Page text -
Although it is not important to this as a novel standing on its own, I was led to wonder how much autobiographical material has found its way into the narrator’s own narrative. Scribe talks about his Greek-Turkish antecedents and the author has his name on the cover of the book as ΧΡΗΣΤΟΣ ΛΑΠΠΑΣ—a nod to his own background.
On the publisher’s website, Christopher Lappas says about the process of writing this book: “When I began writing 28, one of my intentions was to create a plotless novel, or at least to come as close as possible to what could be considered plotless. I soon found it was impossible to achieve anything like I had intended.” In the process, he has created something unlike any novel I have ever read—it is almost a deconstruction of a novel. Yet the characters are there in all their complexity. It is a wonderful exploration of humanity, relationship, what it means to be sane and whether it is possible to escape oneself.

Work instruction -
Answer these questions from the review:
(a) In what form does the author's name appear on the cover of the book?
(b) What was one of Lappas's intentions when he began writing 28?
(c) What kind of antecedents does Scribe talk about?
The records that follow have no connection to the review above.

Supplied records -
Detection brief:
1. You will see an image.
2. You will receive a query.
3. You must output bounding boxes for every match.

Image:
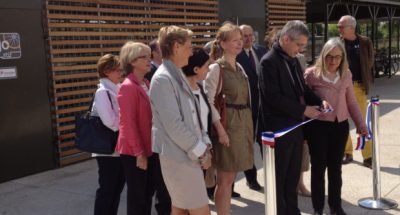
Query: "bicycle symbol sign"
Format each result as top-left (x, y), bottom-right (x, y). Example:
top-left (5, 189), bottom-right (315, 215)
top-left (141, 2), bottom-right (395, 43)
* * *
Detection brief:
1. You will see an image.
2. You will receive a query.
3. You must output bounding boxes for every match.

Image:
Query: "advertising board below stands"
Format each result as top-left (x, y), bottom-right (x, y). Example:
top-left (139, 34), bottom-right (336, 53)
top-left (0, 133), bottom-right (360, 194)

Answer box -
(a) ΧΡΗΣΤΟΣ ΛΑΠΠΑΣ
(b) To create a plotless novel, or at least to come as close as possible to one.
(c) Greek-Turkish antecedents.